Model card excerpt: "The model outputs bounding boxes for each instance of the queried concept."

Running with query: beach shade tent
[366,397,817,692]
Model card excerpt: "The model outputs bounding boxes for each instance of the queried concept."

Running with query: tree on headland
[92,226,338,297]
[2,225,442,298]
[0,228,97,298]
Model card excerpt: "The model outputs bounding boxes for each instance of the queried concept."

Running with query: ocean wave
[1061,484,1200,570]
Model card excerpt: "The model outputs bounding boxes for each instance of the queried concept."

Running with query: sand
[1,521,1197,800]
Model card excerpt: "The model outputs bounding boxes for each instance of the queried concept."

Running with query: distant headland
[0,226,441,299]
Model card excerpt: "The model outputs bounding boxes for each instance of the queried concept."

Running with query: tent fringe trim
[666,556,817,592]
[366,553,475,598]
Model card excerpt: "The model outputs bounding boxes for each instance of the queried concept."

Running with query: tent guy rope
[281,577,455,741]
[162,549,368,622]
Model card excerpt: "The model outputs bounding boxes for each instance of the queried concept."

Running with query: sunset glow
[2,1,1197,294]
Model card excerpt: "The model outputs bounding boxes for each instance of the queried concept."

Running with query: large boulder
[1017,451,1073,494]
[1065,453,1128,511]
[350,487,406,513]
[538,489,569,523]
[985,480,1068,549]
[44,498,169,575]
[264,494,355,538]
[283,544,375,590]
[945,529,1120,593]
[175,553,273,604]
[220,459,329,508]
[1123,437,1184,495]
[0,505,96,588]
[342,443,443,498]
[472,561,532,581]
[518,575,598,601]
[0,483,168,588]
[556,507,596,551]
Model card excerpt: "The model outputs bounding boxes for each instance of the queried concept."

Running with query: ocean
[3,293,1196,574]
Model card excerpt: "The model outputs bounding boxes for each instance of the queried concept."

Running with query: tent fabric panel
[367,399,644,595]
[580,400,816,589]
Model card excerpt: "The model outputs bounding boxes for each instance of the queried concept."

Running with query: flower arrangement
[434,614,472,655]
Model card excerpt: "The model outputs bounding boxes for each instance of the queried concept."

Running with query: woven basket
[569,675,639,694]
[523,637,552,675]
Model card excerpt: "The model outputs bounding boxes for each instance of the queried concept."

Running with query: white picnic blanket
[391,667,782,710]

▬▬▬▬▬▬

### Task description:
Starting at the first line, transcribe the material through to the last.

### Result of the task:
Model card excerpt: "The model outputs bounding boxes for each instance of the queried concept."

Running with query: beach shade tent
[366,397,817,692]
Model card excerpt: "The model outputs bounding boxes for each instance of the queried concept."

Running with query: tree on headland
[92,226,338,297]
[2,225,442,298]
[0,228,97,298]
Model card excerpt: "The model outputs bounding boxes for each instance of the queried concept."

Running with query: ocean wave
[1061,484,1200,570]
Model card excerpt: "The model outputs bounding boxes for each instance of the queried concept."

Running with query: sand
[1,521,1197,800]
Model card excerpt: "The model outputs bounding boxes for each instance of the queried concept."

Running with query: distant headland
[0,226,441,299]
Model card excerpt: "The model outputs bounding boxes for each instance of the queried concept."

Running with query: tent fringe trim
[666,556,817,592]
[366,553,475,598]
Model card excerpt: "The model outputs bounding boxes for each instance of the queried concept."

Running with query: tent guy rope
[281,577,455,741]
[162,549,368,622]
Model card excerpt: "The model outputs bounding boxes for each instance of the queried concept."

Running with query: sunset glow
[2,1,1197,294]
Model card excerpt: "The model outputs bounding boxes for each instance of the queried concept."

Running with query: large boulder
[1017,451,1073,494]
[1065,453,1128,511]
[350,487,406,513]
[538,489,569,523]
[985,480,1068,549]
[44,498,169,575]
[264,494,355,538]
[283,544,375,590]
[945,529,1120,593]
[175,553,273,604]
[220,459,329,508]
[1123,437,1184,495]
[0,505,96,588]
[342,443,443,498]
[472,561,532,581]
[518,575,598,601]
[0,483,168,588]
[556,507,596,551]
Model card excerpt: "The model outputs bounding boxes for each instance of the queried concept."

Running with query: ocean
[3,293,1196,574]
Model card excerpt: "The model outputs bounding boxes for each instance of the queried concept."

Running with query: tent fabric panel
[367,399,644,595]
[580,400,816,589]
Model card excerpt: "The model outputs bounding boxes for each instance of the queried concept."

Running with query: flower arrangement
[434,614,472,655]
Model card excerpt: "The model outputs bounding boxes for each instance of the queried concept."

Running with query: woven basket
[569,675,639,694]
[523,637,552,675]
Model card excerpt: "The model outputs bounding boxes for each instance of the queried concept."

Running with query: white picnic blanket
[391,667,782,710]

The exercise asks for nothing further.